> _TO BE DONE_:
A - In the course notes on Java lists, what is the search called in which you look at every item until you find the one you want or reach the end of the list?
B - Extend the course notes on Java lists, picking up after their final sentence.

> _PAGE_:
begin

CMIS 241 DE
Study chapter 3, about unsorted and sorted lists classes and binary
search. You can go lightly over the implementation details of the
book's code.
A list is an abstract data type that is a sequence of items. Sequence
implies that each list item has an item before it and after it in the
list (except for the first and last elements). The number of items in
the list is the list's length or size. A partially filled array
(i.e. filled from the beginning) is a kind of list, but a list is not
an array. A list can be implemented with an array (it could also be
implemented with a linked data structure [chapter 5]).
Java has some built-in list classes. They are part of the Collections
Framework. ArrayList is one of them. An ArrayList is a list of any
kind of and any mix of objects (primitive type values have to be
"wrapped" in its corresponding wrapper class, e.g. an int has to be
turned in to a Integer). (Usually the items in the list are the same
type, but they don't have to be.)
A collection is a group of objects...C++ uses the word container...
Incredibly easy to use. And efficient and very reliable. No one will
create their own list class.
The ArrayList grows and shrinks automatically as needed.
//How to use an ArrayList:
//1. declare and instantiate an ArrayList object:
// ArrayList myArrayList = new ArrayList();
//2. use the methods on it:
// myArrayList.add("a string object");
// myArrayList.add(anyObject);
// if (myArrayList.contains(someObject))...
The Collections class has some static methods to perform various
algorithms on collections such as ArrayLists.
Collections.sort (myArrayList)
Collections.reverse(myArrayList)
Collections.shuffle(myArrayList) randomly permute (mix up) the items
Collections.min (myArrayList)
Collections.max (myArrayList)
A static method (also known as a class method) is a method that is
not part of any particular instantiated object. It typically provides
a utility for general use. It is typically invoked via the class name
instead of an object reference. Math.sqrt(),
JOptionPane.showInputDialog(), System.out.println() are static
methods
Run the ArrayListTest.java to understand ArrayList.
A list that's not in any order can not be efficiently searched.
Basically you have to look at all the items until either you find what
you're looking for or you get to the end of the list. This is called
sequential search. With small lists the time it takes is irrelevant,
but many applications have huge lists that must be searched a lot.

end

> _DATA LINES_:
begin

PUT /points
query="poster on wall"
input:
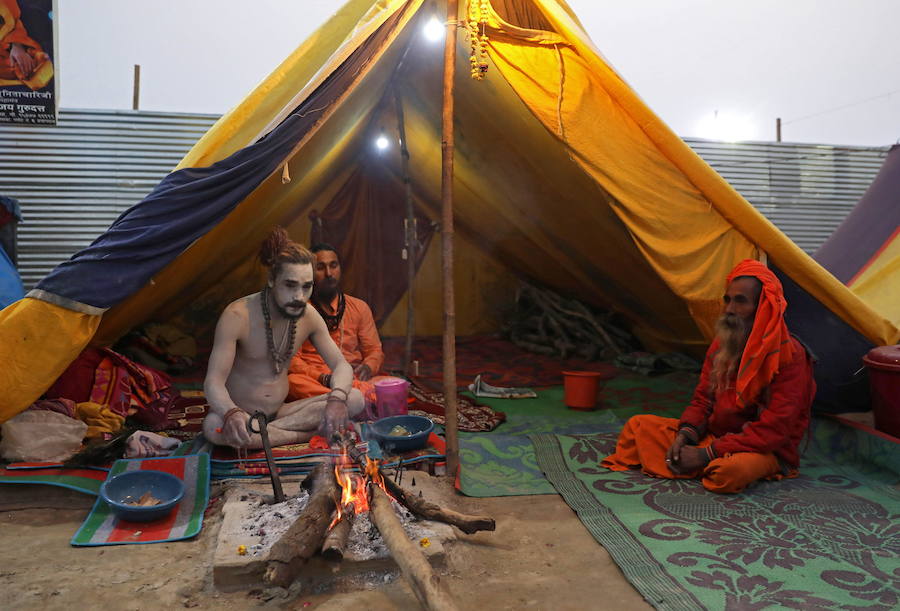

end

> _RESPONSES TO THE EXERCISE_:
A - It is called sequential search.

B -
Say you've got one million items, and they need to be searched one
thousand times every second. The searching is going to take up a lot
of CPU time, whatever the mega/giga hertz. However, if the list is in
sorted order, and it's stored in an array (i.e. the list is
implemented with an array), you can take advantage of the power of
array indexing to search very efficiently. Because arrays are laid
out sequentially in memory, element access via an index is just a
simple memory address calculation. Any element of an array can be
accessed in the same time as any other. You're not limited to
sequential access, you can access the elements in any order or
pattern. The binary search repeatedly ("recursively" as we'll see in
chapter 7) accesses the middle element of (sub)arrays that are half
the size of the (sub)array just previously looked at. This allows
searching in essentially no time at all. Pages 174-180 show the algorithm.
The contains() method of the ArrayList class does sequential search:
myArrayList.contains(someObject) returns boolean
The indexOf() method of the ArrayList class also does sequential search:
myArrayList.indexOf(someObject) returns index of where found...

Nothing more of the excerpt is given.